_WHAT YOU ARE ASKED TO DO_
Search the records for "light". Copy every line where it appears.
┌──
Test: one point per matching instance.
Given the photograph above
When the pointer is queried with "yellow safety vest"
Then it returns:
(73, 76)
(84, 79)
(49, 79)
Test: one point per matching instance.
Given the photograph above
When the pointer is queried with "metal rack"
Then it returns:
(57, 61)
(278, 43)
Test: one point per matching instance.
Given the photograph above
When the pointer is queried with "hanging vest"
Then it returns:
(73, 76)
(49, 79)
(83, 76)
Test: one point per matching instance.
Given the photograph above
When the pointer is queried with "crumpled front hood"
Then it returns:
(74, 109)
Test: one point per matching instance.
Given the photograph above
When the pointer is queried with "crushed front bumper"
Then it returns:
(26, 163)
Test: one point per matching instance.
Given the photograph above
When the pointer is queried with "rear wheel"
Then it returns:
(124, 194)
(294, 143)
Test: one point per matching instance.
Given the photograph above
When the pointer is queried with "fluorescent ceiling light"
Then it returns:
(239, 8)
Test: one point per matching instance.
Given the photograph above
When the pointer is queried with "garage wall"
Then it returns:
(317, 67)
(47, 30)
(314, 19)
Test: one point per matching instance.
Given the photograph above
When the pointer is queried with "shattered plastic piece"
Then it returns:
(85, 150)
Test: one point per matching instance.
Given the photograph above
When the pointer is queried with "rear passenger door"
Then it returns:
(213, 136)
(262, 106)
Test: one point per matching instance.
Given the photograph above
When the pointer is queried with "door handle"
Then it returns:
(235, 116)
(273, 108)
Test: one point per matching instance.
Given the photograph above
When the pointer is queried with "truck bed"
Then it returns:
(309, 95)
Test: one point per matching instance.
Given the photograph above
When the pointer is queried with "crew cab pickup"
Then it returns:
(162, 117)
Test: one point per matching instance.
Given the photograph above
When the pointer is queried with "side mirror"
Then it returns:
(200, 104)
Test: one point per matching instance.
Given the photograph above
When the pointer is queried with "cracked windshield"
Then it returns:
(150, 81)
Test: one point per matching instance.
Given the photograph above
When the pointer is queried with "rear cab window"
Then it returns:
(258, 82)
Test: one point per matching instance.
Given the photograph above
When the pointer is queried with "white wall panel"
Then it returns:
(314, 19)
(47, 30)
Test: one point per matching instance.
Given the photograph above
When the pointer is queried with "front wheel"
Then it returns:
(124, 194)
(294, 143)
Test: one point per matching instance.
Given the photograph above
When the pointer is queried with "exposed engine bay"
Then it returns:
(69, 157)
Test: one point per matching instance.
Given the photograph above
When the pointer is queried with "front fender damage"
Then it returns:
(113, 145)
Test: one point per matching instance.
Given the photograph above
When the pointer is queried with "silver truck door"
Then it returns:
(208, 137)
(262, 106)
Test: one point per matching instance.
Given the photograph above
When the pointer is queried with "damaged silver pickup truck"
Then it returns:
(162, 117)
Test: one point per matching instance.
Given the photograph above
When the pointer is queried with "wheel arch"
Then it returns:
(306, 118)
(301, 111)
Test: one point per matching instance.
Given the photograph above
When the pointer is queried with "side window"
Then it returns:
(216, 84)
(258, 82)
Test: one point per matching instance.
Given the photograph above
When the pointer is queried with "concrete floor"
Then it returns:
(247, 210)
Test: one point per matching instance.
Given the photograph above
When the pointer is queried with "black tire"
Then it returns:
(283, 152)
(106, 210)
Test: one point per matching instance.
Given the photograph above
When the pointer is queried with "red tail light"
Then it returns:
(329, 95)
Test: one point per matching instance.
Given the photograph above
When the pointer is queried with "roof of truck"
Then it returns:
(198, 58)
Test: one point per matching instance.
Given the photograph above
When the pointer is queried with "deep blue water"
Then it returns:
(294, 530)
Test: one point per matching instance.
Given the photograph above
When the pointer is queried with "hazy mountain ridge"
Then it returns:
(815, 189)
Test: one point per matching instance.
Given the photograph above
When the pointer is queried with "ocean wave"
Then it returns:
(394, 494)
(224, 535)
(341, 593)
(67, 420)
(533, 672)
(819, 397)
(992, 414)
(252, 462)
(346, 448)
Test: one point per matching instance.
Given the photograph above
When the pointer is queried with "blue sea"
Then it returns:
└──
_COMPLETED TASK_
When the pointer is queried with "fluorescent ceiling light"
When the pointer is queried with "red tail light"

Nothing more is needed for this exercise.